Note that the new generated steps have to be added as a dependency (``prerequisites``
parameter) for the ``closeSetStep`` step.

.. note::

        The ``prerequisites`` parameter specifies a list of stepIDs (integers) that
        a step needs to wait for before it is launched. Any ``_insertFunctionStep`` method returns a stepID.

.. important::

        In order for these steps to be launched in parallel, the ``prerequisites``
        parameter for each of them must be specified.

At this point all is in place and output should be created. Run the protocol and verify that everything is fine.

Finally, we can implement the ``closeSetStep`` which should wait for all the
movies to be registered before it is executed. Here the only thing we will do is close the
set of the movies and save the protocol changes.

.. code-block:: python

    def closeSetStep(self):
        """ Close the registered set. """
        # 1) set the outputMovies streamState to the value SetOfMovies.STREAM_CLOSED using setStreamState method

        # 2) save the outputMovies using the write() method

        # 3) save the protocol: Hint: _store()

Now if you run the protocol again in debug mode (click Project -> Debug mode in the top left menu) and
click on **Steps** then the **Tree** button, the steps graph should look like this:

.. figure:: /docs/images/general/graph_steps.png
   :width: 650
   :alt: Graph Steps

SOURCE EXCERPT:
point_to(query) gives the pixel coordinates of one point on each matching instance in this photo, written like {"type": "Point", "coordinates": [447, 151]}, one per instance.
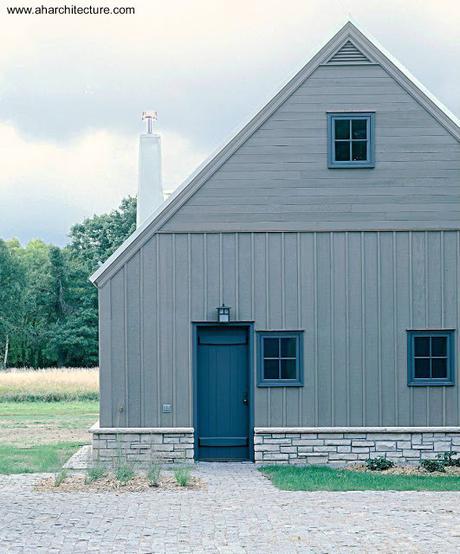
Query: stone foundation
{"type": "Point", "coordinates": [345, 445]}
{"type": "Point", "coordinates": [142, 446]}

SHORT TASK A: According to the tutorial text, what does any ``_insertFunctionStep`` method return?
SHORT TASK B: Quote the passage of the tutorial text that opens with the words "Note that the" and closes with "returns a stepID.".

CORRECT ANSWER A: A stepID.

CORRECT ANSWER B:
Note that the new generated steps have to be added as a dependency (``prerequisites``
parameter) for the ``closeSetStep`` step.

.. note::

        The ``prerequisites`` parameter specifies a list of stepIDs (integers) that
        a step needs to wait for before it is launched. Any ``_insertFunctionStep`` method returns a stepID.